■ **To do**: Write every record out again exactly as given.

■ **Extracted records**:
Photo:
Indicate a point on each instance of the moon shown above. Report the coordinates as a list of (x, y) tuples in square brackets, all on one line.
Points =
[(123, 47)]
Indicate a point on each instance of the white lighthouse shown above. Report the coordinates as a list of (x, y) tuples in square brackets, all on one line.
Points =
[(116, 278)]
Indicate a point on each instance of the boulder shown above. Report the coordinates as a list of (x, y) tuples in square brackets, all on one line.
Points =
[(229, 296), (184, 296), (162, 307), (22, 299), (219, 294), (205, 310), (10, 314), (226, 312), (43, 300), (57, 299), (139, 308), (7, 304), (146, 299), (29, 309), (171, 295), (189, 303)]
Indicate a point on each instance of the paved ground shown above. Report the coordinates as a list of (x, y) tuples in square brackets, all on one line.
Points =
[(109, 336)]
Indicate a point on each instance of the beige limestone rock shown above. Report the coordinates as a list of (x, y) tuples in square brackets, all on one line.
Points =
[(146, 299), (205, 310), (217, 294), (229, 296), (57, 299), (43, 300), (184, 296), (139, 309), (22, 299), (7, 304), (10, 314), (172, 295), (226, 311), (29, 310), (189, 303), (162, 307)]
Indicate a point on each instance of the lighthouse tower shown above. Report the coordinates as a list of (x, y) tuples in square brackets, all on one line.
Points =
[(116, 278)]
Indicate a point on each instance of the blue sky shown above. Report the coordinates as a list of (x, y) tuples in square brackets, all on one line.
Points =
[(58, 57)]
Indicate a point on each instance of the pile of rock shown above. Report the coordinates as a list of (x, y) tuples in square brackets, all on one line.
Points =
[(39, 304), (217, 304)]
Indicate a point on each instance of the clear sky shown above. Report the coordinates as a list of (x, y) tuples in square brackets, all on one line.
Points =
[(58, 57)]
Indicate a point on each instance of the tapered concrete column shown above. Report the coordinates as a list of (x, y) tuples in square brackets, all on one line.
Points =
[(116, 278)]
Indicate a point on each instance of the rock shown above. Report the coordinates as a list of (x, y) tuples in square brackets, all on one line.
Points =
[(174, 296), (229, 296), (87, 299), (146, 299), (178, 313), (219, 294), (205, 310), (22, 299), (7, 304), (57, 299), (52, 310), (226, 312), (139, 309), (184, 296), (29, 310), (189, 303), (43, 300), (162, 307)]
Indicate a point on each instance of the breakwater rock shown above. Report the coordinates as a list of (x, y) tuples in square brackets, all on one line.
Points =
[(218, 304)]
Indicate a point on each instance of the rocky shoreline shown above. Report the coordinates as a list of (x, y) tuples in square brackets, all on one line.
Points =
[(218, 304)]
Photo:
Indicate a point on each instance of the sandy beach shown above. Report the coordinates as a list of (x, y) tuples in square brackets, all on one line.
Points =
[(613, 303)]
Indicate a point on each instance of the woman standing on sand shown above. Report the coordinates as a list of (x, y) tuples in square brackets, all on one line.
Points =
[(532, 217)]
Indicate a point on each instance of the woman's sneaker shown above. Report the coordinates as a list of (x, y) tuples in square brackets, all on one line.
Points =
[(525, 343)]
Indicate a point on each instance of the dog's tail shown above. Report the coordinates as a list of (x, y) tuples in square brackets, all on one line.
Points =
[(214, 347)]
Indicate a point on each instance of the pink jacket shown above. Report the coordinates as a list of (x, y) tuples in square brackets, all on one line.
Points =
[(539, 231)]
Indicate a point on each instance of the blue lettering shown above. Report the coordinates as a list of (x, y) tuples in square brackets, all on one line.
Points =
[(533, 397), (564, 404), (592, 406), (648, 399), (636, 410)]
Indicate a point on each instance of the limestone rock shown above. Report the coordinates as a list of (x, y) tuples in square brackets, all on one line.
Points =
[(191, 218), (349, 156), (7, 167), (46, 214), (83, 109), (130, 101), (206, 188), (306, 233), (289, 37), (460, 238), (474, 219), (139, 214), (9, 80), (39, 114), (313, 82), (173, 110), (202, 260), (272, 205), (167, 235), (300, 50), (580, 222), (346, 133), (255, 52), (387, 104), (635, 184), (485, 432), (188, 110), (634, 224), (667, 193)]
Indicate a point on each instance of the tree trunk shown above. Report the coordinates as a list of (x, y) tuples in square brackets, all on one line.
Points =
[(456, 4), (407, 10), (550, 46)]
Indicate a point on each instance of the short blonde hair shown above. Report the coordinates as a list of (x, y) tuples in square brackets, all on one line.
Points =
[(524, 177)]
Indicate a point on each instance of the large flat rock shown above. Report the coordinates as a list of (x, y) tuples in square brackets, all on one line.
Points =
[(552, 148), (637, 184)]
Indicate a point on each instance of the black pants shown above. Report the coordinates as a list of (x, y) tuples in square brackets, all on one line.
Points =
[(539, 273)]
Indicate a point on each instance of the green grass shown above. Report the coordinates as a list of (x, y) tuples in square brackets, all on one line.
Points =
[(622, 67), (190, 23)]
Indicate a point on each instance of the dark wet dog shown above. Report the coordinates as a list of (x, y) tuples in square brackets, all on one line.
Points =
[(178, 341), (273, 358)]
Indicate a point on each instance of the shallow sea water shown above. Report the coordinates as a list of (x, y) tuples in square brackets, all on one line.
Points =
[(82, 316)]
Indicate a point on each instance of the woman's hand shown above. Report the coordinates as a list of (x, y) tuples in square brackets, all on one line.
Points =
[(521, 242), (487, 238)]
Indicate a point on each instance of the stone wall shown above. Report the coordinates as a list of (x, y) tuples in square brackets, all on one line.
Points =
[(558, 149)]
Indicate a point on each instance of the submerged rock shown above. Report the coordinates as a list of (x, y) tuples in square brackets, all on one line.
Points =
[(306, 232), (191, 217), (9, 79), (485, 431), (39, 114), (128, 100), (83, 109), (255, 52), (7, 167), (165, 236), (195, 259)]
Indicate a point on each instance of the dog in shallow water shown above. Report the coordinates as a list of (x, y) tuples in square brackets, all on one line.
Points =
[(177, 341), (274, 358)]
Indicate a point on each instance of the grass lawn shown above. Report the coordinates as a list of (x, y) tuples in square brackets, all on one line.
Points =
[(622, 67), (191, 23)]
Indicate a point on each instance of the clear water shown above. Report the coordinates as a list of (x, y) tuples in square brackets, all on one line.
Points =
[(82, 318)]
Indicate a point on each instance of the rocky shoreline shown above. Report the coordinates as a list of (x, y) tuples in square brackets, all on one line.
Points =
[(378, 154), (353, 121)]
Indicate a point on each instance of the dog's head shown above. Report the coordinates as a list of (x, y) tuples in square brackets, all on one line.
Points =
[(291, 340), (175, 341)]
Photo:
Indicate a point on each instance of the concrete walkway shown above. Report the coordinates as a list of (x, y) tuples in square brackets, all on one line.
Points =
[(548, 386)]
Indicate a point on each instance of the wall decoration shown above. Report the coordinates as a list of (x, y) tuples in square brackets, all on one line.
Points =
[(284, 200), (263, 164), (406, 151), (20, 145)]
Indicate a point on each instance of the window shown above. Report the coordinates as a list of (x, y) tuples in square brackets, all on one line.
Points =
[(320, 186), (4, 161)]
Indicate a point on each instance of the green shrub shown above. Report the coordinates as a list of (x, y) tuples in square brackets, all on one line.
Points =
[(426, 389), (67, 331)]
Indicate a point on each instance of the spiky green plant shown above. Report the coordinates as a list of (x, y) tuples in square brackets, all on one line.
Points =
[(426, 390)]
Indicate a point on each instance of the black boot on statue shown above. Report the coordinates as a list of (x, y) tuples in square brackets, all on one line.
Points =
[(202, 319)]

■ **Finished task**:
Photo:
Indicate a point on each instance of the moon shown above. Report the coordinates as a list of (x, y) tuples in square brackets, all on one line.
Points =
[(123, 47)]
Indicate a point on each instance of the white lighthouse shown above. Report the coordinates as a list of (x, y) tuples in square brackets, all on one line.
Points =
[(116, 278)]
Indicate a point on each instance of the boulder shown above. Report the coordinates as a list of (x, y) tuples in square brackets, all on one line.
Points =
[(229, 296), (184, 296), (162, 307), (22, 299), (219, 294), (205, 310), (10, 314), (226, 312), (43, 300), (57, 299), (139, 308), (7, 304), (146, 299), (29, 309), (171, 295), (189, 303)]
Indicate a point on each instance of the paved ground shown above. Report the coordinates as a list of (x, y) tuples in square brackets, all on one line.
Points =
[(109, 336)]
Indicate a point on each instance of the beige limestone rock shown above. Report the coordinates as a list of (x, y) tuples in square brackets, all on one line.
Points =
[(146, 299), (205, 310), (217, 294), (229, 296), (57, 299), (43, 300), (184, 296), (139, 309), (22, 299), (7, 304), (10, 314), (172, 295), (226, 311), (29, 310), (189, 303), (162, 307)]
Indicate a point on each instance of the lighthouse tower shown above. Report the coordinates as a list of (x, y) tuples in square brackets, all on one line.
Points =
[(116, 278)]
Indicate a point on each instance of the blue sky shown above. Report the coordinates as a list of (x, y) tuples in square brackets, all on one line.
Points =
[(58, 57)]
Indicate a point on each instance of the pile of rock shown above. Report the coordinates as a list of (x, y) tuples in square brackets, all on one line.
Points =
[(39, 304), (217, 304)]
Indicate a point on each instance of the clear sky shown above. Report the coordinates as a list of (x, y) tuples in square brackets, all on one line.
Points =
[(58, 57)]
Indicate a point on each instance of the tapered concrete column shown above. Report the coordinates as a list of (x, y) tuples in square brackets, all on one line.
Points =
[(116, 278)]
Indicate a point on each instance of the rock shown above. Report the coordinates as a list of (x, y) tuples in square brackets, all on one line.
Points =
[(174, 296), (229, 296), (87, 299), (146, 299), (178, 313), (219, 294), (205, 310), (22, 299), (7, 304), (57, 299), (52, 310), (226, 312), (139, 309), (184, 296), (29, 310), (189, 303), (43, 300), (162, 307)]
Indicate a point on each instance of the breakwater rock shown above. Report the coordinates as a list of (x, y) tuples in square brackets, all on one line.
Points =
[(218, 304)]
Indicate a point on each instance of the rocky shoreline shown above. Report the coordinates as a list of (x, y) tuples in square brackets, all on one line.
Points =
[(218, 304)]
Photo:
Indicate a point on each instance of the sandy beach shown above. Report the coordinates as a list of (x, y) tuples in square brackets, all on one line.
Points =
[(613, 303)]
Indicate a point on each instance of the woman standing on sand shown above. Report the coordinates as a list of (x, y) tuples in square brackets, all on one line.
Points =
[(532, 217)]
Indicate a point on each instance of the woman's sneaker shown above. Report the coordinates as a list of (x, y) tuples in square brackets, all on one line.
Points =
[(525, 343)]
Indicate a point on each instance of the dog's tail shown above. Report the coordinates as a list of (x, y) tuples in square brackets, all on one line.
Points =
[(214, 347)]
Indicate a point on each instance of the pink jacket shown above. Report the coordinates as a list of (x, y) tuples in square brackets, all on one line.
Points =
[(539, 231)]
Indicate a point on each instance of the blue lettering shown above. Report the coordinates as a list of (x, y) tuples in square brackets, all on one line.
Points =
[(533, 397), (564, 404), (592, 406), (648, 399), (636, 410)]
Indicate a point on each instance of the limestone rock shown above. Report the coordinates as a list of (x, y) tuples in square brackets, all on one line.
Points =
[(191, 218), (349, 156), (7, 167), (46, 214), (83, 109), (130, 101), (206, 188), (306, 233), (289, 37), (460, 238), (474, 219), (139, 214), (9, 80), (39, 114), (313, 82), (173, 110), (202, 260), (272, 205), (167, 235), (300, 50), (580, 222), (346, 133), (255, 52), (387, 104), (635, 184), (485, 432), (188, 110), (634, 224), (667, 193)]
Indicate a point on each instance of the tree trunk shown above. Report the coordinates as a list of (x, y) tuples in square brackets, all on one line.
Points =
[(456, 4), (407, 10), (550, 46)]
Indicate a point on each instance of the short blonde hair shown above. Report the coordinates as a list of (x, y) tuples in square brackets, all on one line.
Points =
[(524, 177)]
Indicate a point on each instance of the large flat rock shown above. Report the coordinates as a list of (x, y) tuples in square brackets, all on one line.
Points =
[(552, 148), (637, 184)]
Indicate a point on each instance of the black pants shown above. Report the coordinates as a list of (x, y) tuples in square brackets, all on one line.
Points =
[(539, 273)]
Indicate a point on each instance of the green grass shown above. Report the coordinates as a list of (x, y) tuples in square brackets, all on one line.
Points =
[(622, 67), (190, 23)]
Indicate a point on each instance of the dark wet dog shown above. Report the coordinates as a list of (x, y) tuples in square brackets, all on one line.
Points =
[(178, 341), (273, 358)]
Indicate a point on each instance of the shallow sea water shown above. Report the coordinates as a list of (x, y) tuples in square brackets, all on one line.
Points =
[(82, 316)]
Indicate a point on each instance of the woman's hand shown above. Report the coordinates as a list of (x, y) tuples in square brackets, all on one line.
Points =
[(521, 242), (487, 238)]
Indicate a point on each instance of the stone wall shown above. Report the coordinates as a list of (x, y) tuples in square brackets, all on one line.
Points =
[(558, 149)]
Indicate a point on each instance of the submerged rock shown above. Report the coordinates as a list of (x, y) tuples in square brackets, all on one line.
Points =
[(306, 232), (191, 217), (9, 79), (485, 431), (39, 114), (128, 100), (83, 109), (255, 52), (7, 167), (165, 236), (195, 259)]
Indicate a point on each instance of the dog in shallow water shown above. Report the coordinates as a list of (x, y) tuples in square brackets, all on one line.
Points =
[(177, 341), (274, 358)]
Indicate a point on each instance of the grass lawn shown above. Report the coordinates as a list of (x, y) tuples in square brackets, all on one line.
Points =
[(622, 67), (191, 23)]
Indicate a point on each instance of the clear water shown above. Report the coordinates as a list of (x, y) tuples in square brackets, all on one line.
Points =
[(82, 318)]
Indicate a point on each instance of the rocky shoreline shown above. Report the coordinates as a list of (x, y) tuples in square brackets, all on one line.
Points =
[(378, 154), (353, 121)]
Indicate a point on each instance of the dog's head shown above. Report the coordinates as a list of (x, y) tuples in square brackets, all on one line.
Points =
[(291, 340), (175, 341)]
Photo:
Indicate a point on each instance of the concrete walkway shown above. Report the coordinates as a list of (x, y) tuples in square brackets, all on one line.
Points =
[(548, 386)]
Indicate a point on each instance of the wall decoration shown above. Report the coordinates as a list of (x, y) tuples in square brackets, all on one line.
Points =
[(284, 200), (263, 164), (406, 151), (20, 145)]
Indicate a point on each instance of the window shown above. Report the coordinates as a list of (x, y) tuples in square brackets, all on one line.
Points =
[(320, 186), (4, 161)]
Indicate a point on each instance of the green shrub shown above. Report the coordinates as a list of (x, y) tuples in square brackets, all on one line.
Points =
[(426, 389), (67, 331)]
Indicate a point on each instance of the spiky green plant shown above. Report the coordinates as a list of (x, y) tuples in square brackets, all on one line.
Points =
[(426, 390)]
Indicate a point on each instance of the black boot on statue shown above. Report the coordinates as a list of (x, y) tuples in square brackets, all on one line.
Points =
[(202, 319)]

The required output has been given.